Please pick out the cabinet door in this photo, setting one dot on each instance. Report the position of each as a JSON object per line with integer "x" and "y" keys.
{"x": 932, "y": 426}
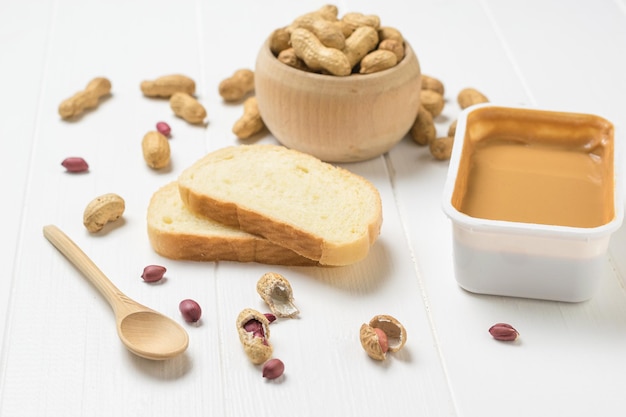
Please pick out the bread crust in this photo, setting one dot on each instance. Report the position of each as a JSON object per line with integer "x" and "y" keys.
{"x": 207, "y": 246}
{"x": 278, "y": 230}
──────────
_YOUR GOAL:_ Copy out the data above word for word, leaving out the pictures.

_ANSWER FOR THIS EXERCISE:_
Please pick out the cabinet door in this photo, setting one dot on each instance. Report the position of each as a JSON object per line with integer "x" and "y" keys.
{"x": 932, "y": 426}
Please pick out the bread crust in this photo, setting one dot on each instance. Report the position of each as a JSON object per line with integer "x" and "y" keys.
{"x": 207, "y": 246}
{"x": 278, "y": 230}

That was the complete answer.